*** EXCERPTED DATA
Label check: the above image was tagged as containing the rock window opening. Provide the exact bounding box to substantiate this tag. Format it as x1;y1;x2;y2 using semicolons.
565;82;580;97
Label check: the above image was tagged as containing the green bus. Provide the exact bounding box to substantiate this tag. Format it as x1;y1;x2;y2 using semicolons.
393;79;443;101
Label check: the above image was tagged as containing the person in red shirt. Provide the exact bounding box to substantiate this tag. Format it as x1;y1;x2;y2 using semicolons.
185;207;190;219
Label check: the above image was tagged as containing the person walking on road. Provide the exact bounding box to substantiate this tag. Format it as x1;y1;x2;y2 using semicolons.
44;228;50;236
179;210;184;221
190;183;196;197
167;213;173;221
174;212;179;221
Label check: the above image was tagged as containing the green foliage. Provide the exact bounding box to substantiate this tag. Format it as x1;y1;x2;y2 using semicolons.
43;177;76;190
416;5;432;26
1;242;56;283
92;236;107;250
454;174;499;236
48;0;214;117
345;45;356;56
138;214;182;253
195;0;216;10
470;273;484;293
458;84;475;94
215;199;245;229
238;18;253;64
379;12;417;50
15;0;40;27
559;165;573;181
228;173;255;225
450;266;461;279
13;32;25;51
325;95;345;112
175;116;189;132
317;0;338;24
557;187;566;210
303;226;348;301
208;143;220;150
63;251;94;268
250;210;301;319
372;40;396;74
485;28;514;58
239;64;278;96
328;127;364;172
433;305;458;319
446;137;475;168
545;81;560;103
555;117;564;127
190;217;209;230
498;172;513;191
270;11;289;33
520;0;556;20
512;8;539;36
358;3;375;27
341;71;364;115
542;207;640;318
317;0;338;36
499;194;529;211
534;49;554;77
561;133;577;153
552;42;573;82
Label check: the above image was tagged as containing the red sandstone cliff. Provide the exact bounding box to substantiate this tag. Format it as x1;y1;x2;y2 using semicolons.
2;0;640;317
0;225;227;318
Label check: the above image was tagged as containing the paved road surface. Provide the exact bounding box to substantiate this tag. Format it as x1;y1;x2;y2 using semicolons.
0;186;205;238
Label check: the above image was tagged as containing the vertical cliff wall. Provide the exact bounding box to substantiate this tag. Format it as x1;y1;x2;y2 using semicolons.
******
# [TASK TO COMPLETE]
The task requires that all the material be restated word for word.

# [PROBLEM SOLUTION]
Label check: the above image was tagged as containing the rock window opening. Provide the exact bounding box to substantiate this tag. Format it as x1;y1;x2;y2 using semicolons.
565;82;580;97
Label check: the above image was tagged as containing the green bus. Provide the exact bounding box to substantiate this tag. Format it as x1;y1;x2;y2 using semicolons.
393;79;443;101
Label check: the above image was tagged as containing the person in red shirt. Provide the exact bounding box to substantiate this tag. Format it as x1;y1;x2;y2 using semicolons.
185;207;190;219
Label check: the above image was tagged as containing the person walking on road. Provide the exact bounding box to substantiate this tag. Format it as x1;y1;x2;y2 using semicolons.
44;228;50;236
179;210;184;221
190;183;196;197
167;213;173;221
174;212;179;221
Label check: the above image was tagged as containing the green foliage. Provide the exact bounding box to substantiate this tag. Format it as x1;y1;x2;y2 using semicolons.
43;177;76;190
416;5;432;26
1;242;56;283
92;236;107;250
454;174;499;236
48;0;214;117
345;45;356;56
138;214;182;253
195;0;216;10
470;273;484;293
458;84;475;94
215;199;245;229
238;18;253;64
379;12;417;50
15;0;40;27
559;165;573;181
228;173;255;225
450;266;461;279
13;32;25;51
325;95;345;112
175;116;189;132
317;0;338;24
557;187;566;210
303;226;348;301
208;143;220;150
63;251;94;268
250;210;301;319
372;40;396;74
485;28;514;58
239;64;278;96
328;127;364;172
433;305;458;319
446;137;475;168
545;81;560;103
555;117;564;127
190;217;209;230
498;172;513;191
270;11;289;33
520;0;556;20
512;8;539;36
358;3;375;27
341;71;364;115
542;207;640;318
317;0;338;36
499;194;529;211
534;49;554;77
561;133;577;153
552;42;573;82
Label check: the above image was tagged as containing the red sandstone cliff. Provide the exact bounding box to substantiate this tag. Format it as x1;y1;x2;y2 using semicolons.
2;0;640;317
0;225;227;318
Label check: the above image was tagged as containing the paved road surface. Provide the exact bounding box to substantiate this tag. Format it as x1;y1;x2;y2 using semicolons.
0;186;205;238
Label check: the above image was tagged as containing the vertical cliff wall. Provide the exact bounding box to substantiate this tag. Format it as x1;y1;x2;y2 using semicolons.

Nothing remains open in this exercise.